Set problem:
List each line below that includes the word "green", copying every such line in full.

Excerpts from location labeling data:
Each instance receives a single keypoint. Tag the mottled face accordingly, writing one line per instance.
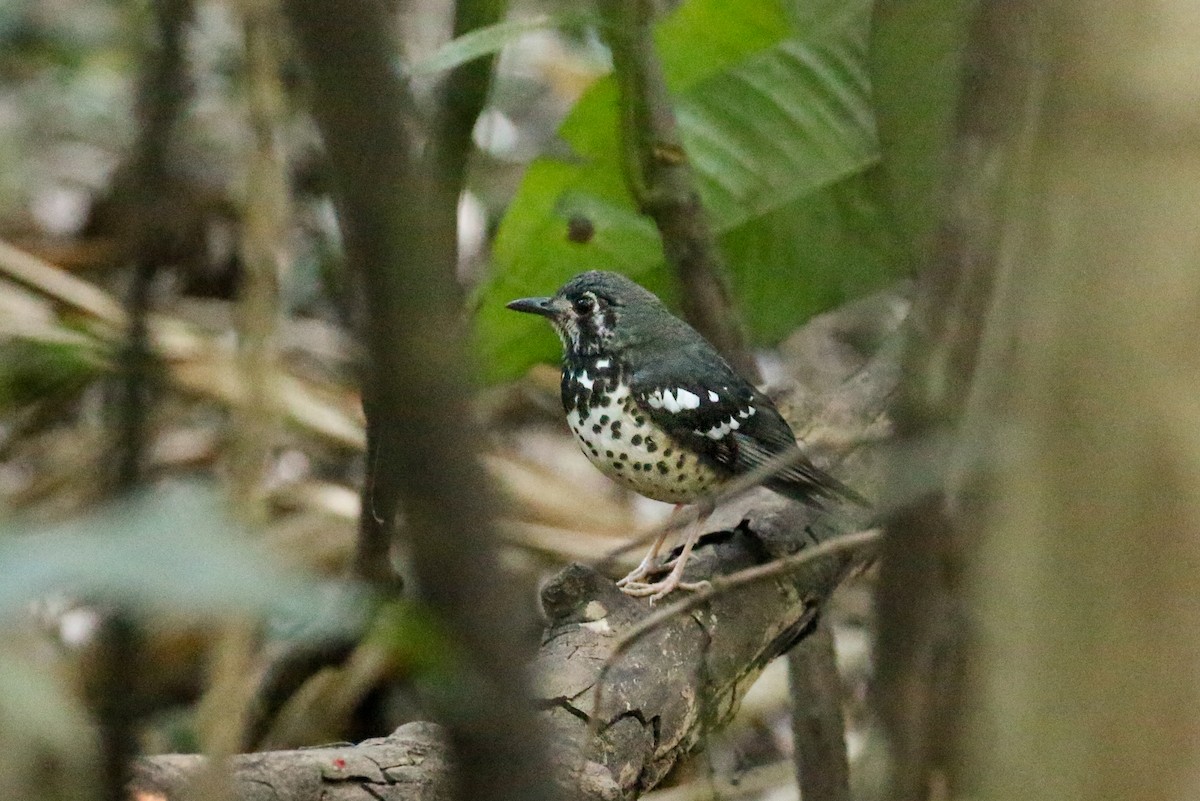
(583, 318)
(586, 323)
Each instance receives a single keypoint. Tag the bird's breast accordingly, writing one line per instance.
(625, 444)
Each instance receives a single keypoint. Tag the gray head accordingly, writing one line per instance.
(600, 312)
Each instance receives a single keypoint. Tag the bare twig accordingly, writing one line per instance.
(723, 584)
(403, 253)
(819, 728)
(661, 182)
(161, 96)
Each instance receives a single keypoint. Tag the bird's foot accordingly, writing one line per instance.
(658, 590)
(649, 566)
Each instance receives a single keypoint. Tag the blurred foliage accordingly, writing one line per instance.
(775, 112)
(916, 97)
(175, 550)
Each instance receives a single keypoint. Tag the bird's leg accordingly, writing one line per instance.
(648, 565)
(657, 590)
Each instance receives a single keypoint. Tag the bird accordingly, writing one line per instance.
(658, 409)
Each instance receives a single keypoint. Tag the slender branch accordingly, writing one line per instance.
(397, 217)
(465, 92)
(118, 696)
(161, 98)
(720, 585)
(661, 182)
(819, 729)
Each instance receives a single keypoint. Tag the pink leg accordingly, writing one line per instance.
(657, 590)
(649, 562)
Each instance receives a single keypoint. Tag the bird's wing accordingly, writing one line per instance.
(715, 411)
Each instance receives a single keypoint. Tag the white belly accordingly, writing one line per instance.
(623, 443)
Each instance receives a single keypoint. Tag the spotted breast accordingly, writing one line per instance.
(622, 440)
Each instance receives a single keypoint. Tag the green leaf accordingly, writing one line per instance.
(173, 550)
(917, 50)
(773, 108)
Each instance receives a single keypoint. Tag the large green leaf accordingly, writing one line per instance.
(774, 108)
(917, 59)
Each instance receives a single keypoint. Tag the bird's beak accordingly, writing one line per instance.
(543, 306)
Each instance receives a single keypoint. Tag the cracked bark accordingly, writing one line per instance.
(660, 699)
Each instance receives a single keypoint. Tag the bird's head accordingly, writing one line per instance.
(598, 312)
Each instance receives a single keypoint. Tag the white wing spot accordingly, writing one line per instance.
(688, 399)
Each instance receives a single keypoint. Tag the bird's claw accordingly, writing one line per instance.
(659, 590)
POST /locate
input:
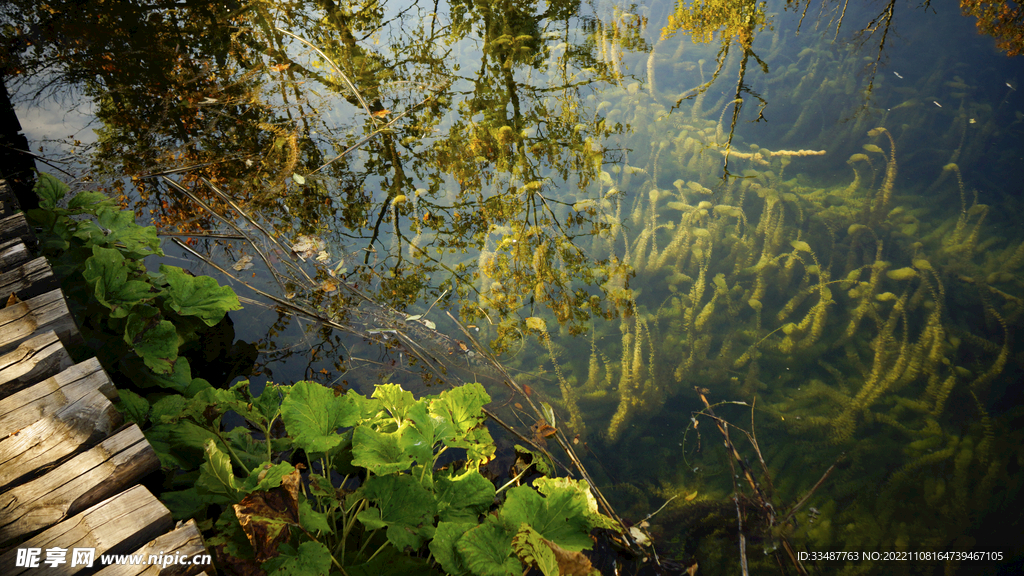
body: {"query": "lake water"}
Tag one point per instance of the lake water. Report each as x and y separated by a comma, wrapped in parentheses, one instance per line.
(814, 228)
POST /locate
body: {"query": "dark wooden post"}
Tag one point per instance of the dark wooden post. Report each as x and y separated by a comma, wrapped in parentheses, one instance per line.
(17, 167)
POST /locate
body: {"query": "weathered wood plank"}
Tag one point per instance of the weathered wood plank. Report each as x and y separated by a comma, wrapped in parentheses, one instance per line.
(13, 253)
(77, 484)
(115, 526)
(84, 421)
(46, 312)
(184, 539)
(17, 227)
(34, 360)
(29, 280)
(33, 404)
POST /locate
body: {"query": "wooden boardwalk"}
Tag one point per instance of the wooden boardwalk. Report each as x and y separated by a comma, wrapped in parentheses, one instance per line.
(69, 465)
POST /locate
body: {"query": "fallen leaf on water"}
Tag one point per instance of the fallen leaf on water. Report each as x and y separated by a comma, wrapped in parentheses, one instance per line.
(639, 536)
(245, 262)
(307, 246)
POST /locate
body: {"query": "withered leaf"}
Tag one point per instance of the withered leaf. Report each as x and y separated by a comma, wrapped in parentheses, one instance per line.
(265, 516)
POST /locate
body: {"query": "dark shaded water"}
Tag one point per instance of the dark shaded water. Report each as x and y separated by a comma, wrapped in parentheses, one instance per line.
(838, 253)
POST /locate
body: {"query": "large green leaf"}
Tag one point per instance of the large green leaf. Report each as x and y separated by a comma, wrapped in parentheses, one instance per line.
(462, 407)
(444, 545)
(201, 297)
(108, 271)
(379, 452)
(267, 477)
(581, 488)
(312, 559)
(385, 453)
(138, 241)
(461, 411)
(463, 498)
(49, 190)
(155, 342)
(88, 200)
(560, 517)
(215, 476)
(392, 562)
(529, 546)
(312, 415)
(311, 520)
(401, 504)
(393, 399)
(486, 549)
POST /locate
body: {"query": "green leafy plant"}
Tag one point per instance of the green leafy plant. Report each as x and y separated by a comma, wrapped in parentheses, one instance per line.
(137, 321)
(292, 503)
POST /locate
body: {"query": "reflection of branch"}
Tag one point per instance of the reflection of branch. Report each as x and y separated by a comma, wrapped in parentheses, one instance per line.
(351, 86)
(370, 136)
(885, 19)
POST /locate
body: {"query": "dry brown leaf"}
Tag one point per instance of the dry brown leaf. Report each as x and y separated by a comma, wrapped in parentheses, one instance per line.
(265, 517)
(245, 262)
(570, 564)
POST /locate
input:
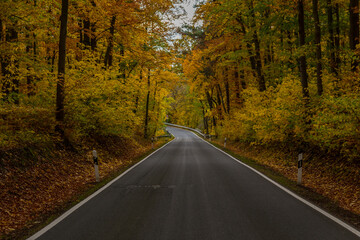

Task solution:
Each instance receives a single keypoint. Tag the green leaf accordingly, writing one line per instance.
Each instance receives a single keypoint. Tag the large green leaf accordingly, writing one line per instance.
body: {"query": "large green leaf"}
Tag one point per instance of the large green leaf. Report each as x and y separated by a comma, wrapped in parentheses, one instance per line.
body: {"query": "green leafy plant"}
Tag one point per instance of the green leafy plant. Report each as x and y separated by a comma, wrapped in parentheses, one instance per line.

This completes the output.